Required work
Quote the listing below verbatim, every line from start to finish.

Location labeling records
* * * *

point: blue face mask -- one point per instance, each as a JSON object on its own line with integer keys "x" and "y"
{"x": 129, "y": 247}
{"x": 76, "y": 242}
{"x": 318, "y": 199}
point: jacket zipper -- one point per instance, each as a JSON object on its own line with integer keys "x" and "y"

* * * *

Solution to the exercise
point: blue face mask -- one point per instance, each as a JSON object on its own line with integer keys "x" and "y"
{"x": 129, "y": 247}
{"x": 76, "y": 242}
{"x": 318, "y": 199}
point: jacket zipper -- one point per instance, each as a JSON object on its own line with integer keys "x" and "y"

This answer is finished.